Study text below:

With each poorly spelled sentence that appeared on the screen, I crossed my fingers and hoped it would be the triumphant announcement for Apple's new Intel based hardware. On and on Steve rambled: Apple retail outlets kicking ass, the iPod zombifing a consumer nation, new software updates not quite as buggy, etc. etc. And with all of that, it was supposedly over. My nerdy wet dreams of miraculous new hardware came crashing to the floor, shattering into a million tiny, sharp fragments.
"Oh, and one more thing..."
That bastard Jobs and his dirty tricks! Every year he pulls the same stunt of claiming to have finished his keynote, saving the most important and buzzworthy announcements until the very end, usually with a "oh yeah, and one more thing..." This was how new iPod models were released many years ago, and those ubiquitous little gadgets ended up changing the company from an eccentric, tiny-sliver-of-marketshare computer manufacturer to a cultural powerhouse. This year's announcement may not hold the same weight as the original iPod's, but personally, I think it could start something massive for Apple.

End of Study text.
The data below:

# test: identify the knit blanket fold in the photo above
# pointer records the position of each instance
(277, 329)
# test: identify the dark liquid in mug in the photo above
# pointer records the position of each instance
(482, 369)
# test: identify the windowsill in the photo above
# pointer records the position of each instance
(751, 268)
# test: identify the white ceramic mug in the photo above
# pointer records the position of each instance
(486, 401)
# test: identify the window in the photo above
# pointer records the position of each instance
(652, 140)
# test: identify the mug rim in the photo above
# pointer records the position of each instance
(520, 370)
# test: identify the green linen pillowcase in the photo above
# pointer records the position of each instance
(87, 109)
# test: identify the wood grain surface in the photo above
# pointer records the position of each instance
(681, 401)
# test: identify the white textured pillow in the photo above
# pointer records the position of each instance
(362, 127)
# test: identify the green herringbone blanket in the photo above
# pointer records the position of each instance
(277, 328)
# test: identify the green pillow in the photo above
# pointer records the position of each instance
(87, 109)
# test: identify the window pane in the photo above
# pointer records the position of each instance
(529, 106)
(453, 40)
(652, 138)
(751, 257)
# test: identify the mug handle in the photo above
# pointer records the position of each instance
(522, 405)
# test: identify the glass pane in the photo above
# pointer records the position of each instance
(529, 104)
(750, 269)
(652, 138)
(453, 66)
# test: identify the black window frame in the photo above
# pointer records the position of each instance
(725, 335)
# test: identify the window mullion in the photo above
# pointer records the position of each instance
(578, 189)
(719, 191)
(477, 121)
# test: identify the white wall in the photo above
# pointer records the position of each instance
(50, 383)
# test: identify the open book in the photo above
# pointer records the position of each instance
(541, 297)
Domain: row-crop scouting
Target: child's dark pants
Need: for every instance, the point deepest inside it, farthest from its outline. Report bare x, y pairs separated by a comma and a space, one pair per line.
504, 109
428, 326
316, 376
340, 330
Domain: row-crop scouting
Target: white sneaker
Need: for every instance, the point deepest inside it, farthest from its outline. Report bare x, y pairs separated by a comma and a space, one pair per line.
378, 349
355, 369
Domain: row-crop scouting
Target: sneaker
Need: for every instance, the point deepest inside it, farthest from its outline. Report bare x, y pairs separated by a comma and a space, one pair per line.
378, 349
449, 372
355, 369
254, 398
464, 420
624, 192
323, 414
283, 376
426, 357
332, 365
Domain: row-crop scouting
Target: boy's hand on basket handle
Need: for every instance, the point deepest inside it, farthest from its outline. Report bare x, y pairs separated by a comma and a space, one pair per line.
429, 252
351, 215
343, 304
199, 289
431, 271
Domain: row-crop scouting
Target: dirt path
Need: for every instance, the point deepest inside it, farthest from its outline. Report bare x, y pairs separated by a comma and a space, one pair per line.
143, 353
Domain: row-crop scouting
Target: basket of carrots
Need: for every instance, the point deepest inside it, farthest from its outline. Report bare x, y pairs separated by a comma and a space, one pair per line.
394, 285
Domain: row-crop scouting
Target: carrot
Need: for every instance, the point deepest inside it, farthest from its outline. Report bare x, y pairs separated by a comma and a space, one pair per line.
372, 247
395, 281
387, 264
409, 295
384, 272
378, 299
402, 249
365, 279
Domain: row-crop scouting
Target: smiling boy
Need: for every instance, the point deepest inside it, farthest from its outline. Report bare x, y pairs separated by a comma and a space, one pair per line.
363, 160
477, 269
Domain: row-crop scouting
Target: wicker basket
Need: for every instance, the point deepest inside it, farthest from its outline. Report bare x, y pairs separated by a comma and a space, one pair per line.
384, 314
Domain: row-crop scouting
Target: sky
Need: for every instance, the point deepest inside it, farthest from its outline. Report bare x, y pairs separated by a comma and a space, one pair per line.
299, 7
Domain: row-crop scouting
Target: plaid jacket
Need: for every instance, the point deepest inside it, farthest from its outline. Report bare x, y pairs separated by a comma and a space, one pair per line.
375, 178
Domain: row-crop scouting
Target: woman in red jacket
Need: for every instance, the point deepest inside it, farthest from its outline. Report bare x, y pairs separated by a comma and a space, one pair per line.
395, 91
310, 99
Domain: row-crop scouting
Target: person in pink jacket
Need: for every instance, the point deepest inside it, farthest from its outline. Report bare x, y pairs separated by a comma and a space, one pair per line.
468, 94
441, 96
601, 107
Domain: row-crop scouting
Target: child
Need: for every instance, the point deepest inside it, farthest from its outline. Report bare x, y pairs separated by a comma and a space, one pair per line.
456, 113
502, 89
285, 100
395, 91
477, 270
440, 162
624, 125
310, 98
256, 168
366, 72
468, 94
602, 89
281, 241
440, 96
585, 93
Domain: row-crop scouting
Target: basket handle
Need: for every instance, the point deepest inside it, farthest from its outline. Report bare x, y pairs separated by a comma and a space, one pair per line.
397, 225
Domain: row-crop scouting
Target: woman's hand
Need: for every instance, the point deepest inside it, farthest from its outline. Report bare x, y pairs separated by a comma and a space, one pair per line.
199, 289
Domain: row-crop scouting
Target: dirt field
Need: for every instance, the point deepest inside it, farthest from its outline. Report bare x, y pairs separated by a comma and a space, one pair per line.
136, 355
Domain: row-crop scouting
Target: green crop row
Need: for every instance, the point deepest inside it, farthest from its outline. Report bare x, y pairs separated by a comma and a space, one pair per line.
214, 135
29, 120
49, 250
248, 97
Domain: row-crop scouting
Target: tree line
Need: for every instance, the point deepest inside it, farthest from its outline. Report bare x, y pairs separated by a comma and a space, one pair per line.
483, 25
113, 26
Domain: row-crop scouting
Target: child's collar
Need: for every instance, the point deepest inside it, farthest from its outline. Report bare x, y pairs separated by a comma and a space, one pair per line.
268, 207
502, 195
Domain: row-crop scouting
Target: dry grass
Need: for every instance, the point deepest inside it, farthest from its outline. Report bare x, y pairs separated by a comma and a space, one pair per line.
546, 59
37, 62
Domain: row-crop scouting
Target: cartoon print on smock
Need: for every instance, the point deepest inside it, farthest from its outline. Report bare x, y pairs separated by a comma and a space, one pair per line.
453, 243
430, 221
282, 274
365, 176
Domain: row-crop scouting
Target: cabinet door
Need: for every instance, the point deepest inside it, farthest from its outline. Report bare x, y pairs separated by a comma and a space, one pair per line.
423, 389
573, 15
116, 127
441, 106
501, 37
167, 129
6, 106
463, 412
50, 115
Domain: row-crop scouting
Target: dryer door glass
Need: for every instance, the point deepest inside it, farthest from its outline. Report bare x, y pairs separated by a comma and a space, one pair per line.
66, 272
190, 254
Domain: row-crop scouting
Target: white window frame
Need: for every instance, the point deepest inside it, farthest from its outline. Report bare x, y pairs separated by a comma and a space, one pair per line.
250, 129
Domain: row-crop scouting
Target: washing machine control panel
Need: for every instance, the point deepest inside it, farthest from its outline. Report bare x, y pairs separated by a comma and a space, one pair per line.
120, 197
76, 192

End of The data.

Task: Repeat the passage about the Apple keynote word for word, starting with "That bastard Jobs" and going on through "massive for Apple.". You won't need the lines above for any of this.

Solution to this task:
That bastard Jobs and his dirty tricks! Every year he pulls the same stunt of claiming to have finished his keynote, saving the most important and buzzworthy announcements until the very end, usually with a "oh yeah, and one more thing..." This was how new iPod models were released many years ago, and those ubiquitous little gadgets ended up changing the company from an eccentric, tiny-sliver-of-marketshare computer manufacturer to a cultural powerhouse. This year's announcement may not hold the same weight as the original iPod's, but personally, I think it could start something massive for Apple.